#### Things to do
**a.** In the commentary on Turkish diplomats and the Holocaust, who was the first diplomat Yad Vashem named as a Righteous Gentile, and in what year?
**b.** From the commentary on Turkish diplomats and the Holocaust, extract the passage from "I have to call" up to and including "Hamas in 2006.".
**c.** List every person named in the commentary on Turkish diplomats and the Holocaust.

#### Text segment
I met him briefly at the Israeli embassy’s Yom Ha’atzmauth party in April, and those who know him say he is very skilled at the diplomatic arts and a mensch, to boot.

I have to call him out, though, on a passing reference in his op-ed in the Washington Post today demanding an apology from Israel for its raid on a Turkish-flagged ship in the aid flotilla headed to Gaza:

The offense is painful, too, because the Turkish people have for centuries been hospitable to Jews. Unlike many nations, the Ottoman Empire welcomed Jews who escaped the Spanish Inquisition in 1492. Our diplomats risked their lives to save European Jews from the Nazi threat during World War II and brought them to refuge in Turkey. In recent years, Turkey played a critical role as a peace mediator between Syria and Israel, supported Israel’s membership in the Organization for Economic Co-operation and Development and worked tirelessly for the release of Gilad Shalit, the Israeli soldier captured by Hamas in 2006.

All true, except the business about the diplomats. The ten Turkish envoys (at least) who rescued Jews during the Holocaust risked their careers, not their lives. As this History News Network article shows, Behic Erkin was recalled from his Paris ambassadorship, probably because of his dedication to the proposition of saving Jewish lives.

The distinction is important for at least two reasons.

— Chiune Sugihara, a Japanese consul in Lithuania, was, in 1985, the first diplomat named by Yad Vashem as a Righteous Gentile for defying orders and processing visas for Jews to save their lives. There was considerable controversy prior to Yad Vashem’s decision to confer the honor on Sugihara; the standard until then was proof that a savior had risked his or her life. Yad Vashem’s leadership pressed for the exception, and I think their reasons made sense: Sugihara lived his life out in professional opprobrium for defying orders. He had not risked death, but he had the certainty of isolation and of knowing that his beloved career was shot.

The concern, at the time, of the critics of the decision was that such distinctions would eventually be lost and that the honor would be cheapened. It’s depressing to see them vindicated, to a degree, by Tan.

Data records:

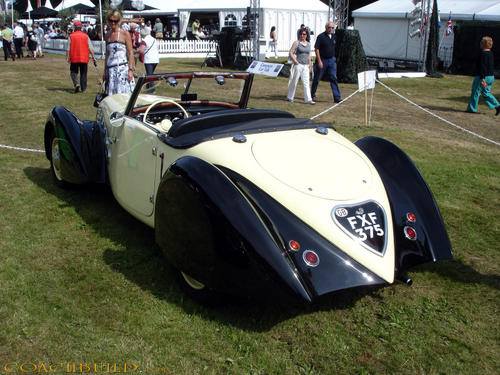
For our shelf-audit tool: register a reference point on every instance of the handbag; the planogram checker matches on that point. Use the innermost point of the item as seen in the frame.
(141, 55)
(100, 96)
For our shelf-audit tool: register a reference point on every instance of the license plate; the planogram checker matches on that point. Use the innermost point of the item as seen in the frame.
(365, 222)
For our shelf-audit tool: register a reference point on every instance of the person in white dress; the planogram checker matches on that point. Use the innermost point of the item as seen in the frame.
(300, 54)
(119, 62)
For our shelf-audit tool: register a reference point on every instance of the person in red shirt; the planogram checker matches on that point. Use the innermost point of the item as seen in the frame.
(77, 55)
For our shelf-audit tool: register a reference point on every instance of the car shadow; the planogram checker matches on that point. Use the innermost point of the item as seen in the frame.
(143, 264)
(456, 270)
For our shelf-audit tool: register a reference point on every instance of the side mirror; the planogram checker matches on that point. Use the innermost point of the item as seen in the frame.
(172, 81)
(116, 116)
(220, 80)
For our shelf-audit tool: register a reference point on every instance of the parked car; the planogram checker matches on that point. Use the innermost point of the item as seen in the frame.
(251, 201)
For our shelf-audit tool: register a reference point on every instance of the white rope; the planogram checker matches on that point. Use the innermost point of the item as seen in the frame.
(20, 148)
(439, 117)
(335, 105)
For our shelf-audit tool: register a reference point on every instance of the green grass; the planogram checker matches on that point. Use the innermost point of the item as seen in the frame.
(81, 281)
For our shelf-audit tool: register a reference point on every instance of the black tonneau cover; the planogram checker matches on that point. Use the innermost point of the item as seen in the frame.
(194, 130)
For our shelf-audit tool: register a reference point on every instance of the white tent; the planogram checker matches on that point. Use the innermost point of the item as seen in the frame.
(384, 26)
(286, 15)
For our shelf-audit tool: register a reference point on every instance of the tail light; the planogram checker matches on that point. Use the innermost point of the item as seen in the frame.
(410, 233)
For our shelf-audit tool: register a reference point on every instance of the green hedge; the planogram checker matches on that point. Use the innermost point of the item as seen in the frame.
(350, 55)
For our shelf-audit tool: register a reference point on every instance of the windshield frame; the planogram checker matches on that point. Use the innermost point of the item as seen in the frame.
(142, 80)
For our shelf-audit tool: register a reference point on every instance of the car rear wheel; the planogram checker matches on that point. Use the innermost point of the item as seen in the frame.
(55, 163)
(199, 292)
(192, 283)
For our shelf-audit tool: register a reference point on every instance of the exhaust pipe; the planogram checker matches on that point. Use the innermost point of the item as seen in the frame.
(405, 279)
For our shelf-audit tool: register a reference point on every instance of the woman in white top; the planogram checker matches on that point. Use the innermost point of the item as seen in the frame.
(273, 42)
(300, 54)
(149, 50)
(119, 62)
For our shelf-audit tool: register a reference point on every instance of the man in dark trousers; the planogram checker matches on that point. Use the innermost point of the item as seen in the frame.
(77, 54)
(324, 49)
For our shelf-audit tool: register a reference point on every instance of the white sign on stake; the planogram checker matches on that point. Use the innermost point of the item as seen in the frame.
(371, 76)
(267, 69)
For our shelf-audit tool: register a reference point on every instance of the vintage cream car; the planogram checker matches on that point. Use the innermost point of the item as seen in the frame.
(251, 201)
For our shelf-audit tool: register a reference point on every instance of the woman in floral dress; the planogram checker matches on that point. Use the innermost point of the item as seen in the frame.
(119, 63)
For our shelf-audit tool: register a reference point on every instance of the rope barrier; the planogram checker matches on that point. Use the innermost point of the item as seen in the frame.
(439, 117)
(335, 105)
(20, 148)
(414, 104)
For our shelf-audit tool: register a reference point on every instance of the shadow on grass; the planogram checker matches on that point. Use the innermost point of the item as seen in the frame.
(62, 89)
(142, 263)
(456, 270)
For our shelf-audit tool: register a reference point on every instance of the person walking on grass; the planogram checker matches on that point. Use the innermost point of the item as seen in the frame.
(7, 37)
(484, 78)
(324, 48)
(77, 55)
(18, 39)
(300, 54)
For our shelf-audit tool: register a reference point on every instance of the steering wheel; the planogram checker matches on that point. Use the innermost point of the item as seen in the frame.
(156, 102)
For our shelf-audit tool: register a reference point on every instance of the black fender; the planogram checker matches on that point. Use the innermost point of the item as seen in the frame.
(81, 144)
(408, 192)
(224, 231)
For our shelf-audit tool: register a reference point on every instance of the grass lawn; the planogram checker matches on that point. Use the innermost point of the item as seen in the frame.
(81, 281)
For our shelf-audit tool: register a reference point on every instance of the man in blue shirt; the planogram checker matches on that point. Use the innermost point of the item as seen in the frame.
(324, 49)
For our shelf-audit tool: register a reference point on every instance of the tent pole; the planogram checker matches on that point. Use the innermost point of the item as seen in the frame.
(100, 16)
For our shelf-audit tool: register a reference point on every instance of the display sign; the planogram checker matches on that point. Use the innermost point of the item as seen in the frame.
(267, 69)
(369, 76)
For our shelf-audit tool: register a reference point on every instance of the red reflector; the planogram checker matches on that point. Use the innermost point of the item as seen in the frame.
(294, 245)
(411, 217)
(311, 258)
(410, 233)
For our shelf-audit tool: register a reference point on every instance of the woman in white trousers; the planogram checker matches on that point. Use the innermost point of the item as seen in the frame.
(300, 54)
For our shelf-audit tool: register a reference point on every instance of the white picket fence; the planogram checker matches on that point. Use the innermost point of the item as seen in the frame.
(167, 48)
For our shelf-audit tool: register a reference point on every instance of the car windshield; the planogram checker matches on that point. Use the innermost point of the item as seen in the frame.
(218, 87)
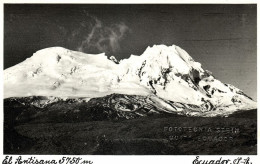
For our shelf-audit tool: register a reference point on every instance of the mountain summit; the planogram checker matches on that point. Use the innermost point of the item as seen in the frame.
(165, 77)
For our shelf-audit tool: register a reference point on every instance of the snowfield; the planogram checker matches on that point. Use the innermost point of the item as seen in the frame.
(164, 74)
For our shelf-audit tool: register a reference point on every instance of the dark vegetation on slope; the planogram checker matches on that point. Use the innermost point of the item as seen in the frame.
(93, 129)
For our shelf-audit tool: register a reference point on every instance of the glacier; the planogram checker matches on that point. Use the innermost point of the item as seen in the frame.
(165, 76)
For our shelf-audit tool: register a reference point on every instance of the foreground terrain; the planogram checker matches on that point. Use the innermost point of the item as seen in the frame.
(60, 131)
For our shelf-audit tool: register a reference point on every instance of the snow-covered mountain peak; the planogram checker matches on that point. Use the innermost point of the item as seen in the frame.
(166, 72)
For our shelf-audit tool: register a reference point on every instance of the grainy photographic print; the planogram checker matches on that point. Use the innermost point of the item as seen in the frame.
(130, 79)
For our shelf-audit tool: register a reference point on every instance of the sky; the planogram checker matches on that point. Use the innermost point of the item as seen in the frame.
(221, 37)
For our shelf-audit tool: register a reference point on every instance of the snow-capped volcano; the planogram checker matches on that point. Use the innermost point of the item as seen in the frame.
(166, 75)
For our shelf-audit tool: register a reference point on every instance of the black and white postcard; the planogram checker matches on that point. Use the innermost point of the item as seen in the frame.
(129, 79)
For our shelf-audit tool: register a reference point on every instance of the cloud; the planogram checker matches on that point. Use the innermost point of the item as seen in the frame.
(100, 38)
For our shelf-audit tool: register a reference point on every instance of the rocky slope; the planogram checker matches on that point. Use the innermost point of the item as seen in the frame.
(162, 79)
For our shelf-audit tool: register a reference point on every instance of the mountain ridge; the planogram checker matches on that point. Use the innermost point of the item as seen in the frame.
(165, 73)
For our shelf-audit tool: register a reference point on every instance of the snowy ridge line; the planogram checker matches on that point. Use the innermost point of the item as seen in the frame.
(162, 73)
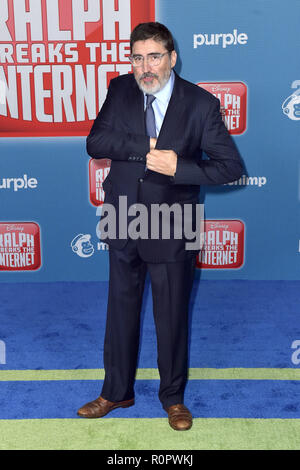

#### Solved problems
**a.** Chiune Sugihara, a Japanese consul in Lithuania, in 1985.

**b.**
I have to call him out, though, on a passing reference in his op-ed in the Washington Post today demanding an apology from Israel for its raid on a Turkish-flagged ship in the aid flotilla headed to Gaza:

The offense is painful, too, because the Turkish people have for centuries been hospitable to Jews. Unlike many nations, the Ottoman Empire welcomed Jews who escaped the Spanish Inquisition in 1492. Our diplomats risked their lives to save European Jews from the Nazi threat during World War II and brought them to refuge in Turkey. In recent years, Turkey played a critical role as a peace mediator between Syria and Israel, supported Israel’s membership in the Organization for Economic Co-operation and Development and worked tirelessly for the release of Gilad Shalit, the Israeli soldier captured by Hamas in 2006.

**c.** Tan, Gilad Shalit, Behic Erkin, Chiune Sugihara